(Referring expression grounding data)
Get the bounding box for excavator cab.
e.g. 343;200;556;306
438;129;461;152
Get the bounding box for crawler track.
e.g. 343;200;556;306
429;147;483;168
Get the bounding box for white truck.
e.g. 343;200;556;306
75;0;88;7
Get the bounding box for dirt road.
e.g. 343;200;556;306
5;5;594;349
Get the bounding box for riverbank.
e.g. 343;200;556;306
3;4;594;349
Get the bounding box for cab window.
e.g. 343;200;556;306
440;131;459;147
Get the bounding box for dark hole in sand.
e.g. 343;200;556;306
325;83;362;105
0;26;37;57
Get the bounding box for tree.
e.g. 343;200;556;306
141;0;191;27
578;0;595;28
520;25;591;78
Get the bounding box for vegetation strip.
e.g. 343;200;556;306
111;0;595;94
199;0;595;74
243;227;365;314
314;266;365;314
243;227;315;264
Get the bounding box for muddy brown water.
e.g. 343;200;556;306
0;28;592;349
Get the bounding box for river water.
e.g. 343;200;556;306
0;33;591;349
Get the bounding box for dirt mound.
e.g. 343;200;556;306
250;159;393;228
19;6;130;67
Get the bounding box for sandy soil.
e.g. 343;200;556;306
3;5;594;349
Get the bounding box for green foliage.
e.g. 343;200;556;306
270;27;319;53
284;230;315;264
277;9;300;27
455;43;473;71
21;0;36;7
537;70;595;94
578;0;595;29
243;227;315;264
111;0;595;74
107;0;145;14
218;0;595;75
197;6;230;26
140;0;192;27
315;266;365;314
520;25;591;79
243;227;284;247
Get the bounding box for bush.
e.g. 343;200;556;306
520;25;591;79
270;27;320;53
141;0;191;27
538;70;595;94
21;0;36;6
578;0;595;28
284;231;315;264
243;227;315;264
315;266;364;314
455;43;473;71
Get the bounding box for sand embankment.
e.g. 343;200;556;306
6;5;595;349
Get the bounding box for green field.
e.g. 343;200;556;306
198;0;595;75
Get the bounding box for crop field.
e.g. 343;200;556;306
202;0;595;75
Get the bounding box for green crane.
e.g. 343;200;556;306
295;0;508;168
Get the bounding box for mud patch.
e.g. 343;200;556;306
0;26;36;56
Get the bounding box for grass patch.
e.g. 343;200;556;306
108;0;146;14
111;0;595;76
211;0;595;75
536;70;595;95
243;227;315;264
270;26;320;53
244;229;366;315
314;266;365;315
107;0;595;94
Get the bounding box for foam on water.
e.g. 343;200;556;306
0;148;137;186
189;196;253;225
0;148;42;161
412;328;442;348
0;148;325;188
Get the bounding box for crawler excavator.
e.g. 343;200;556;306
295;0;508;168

_Task item_
The answer must be every line of the records that holds the string "excavator".

_Completed task_
Get the bounding box for excavator cab.
Get the bounding box for crawler excavator.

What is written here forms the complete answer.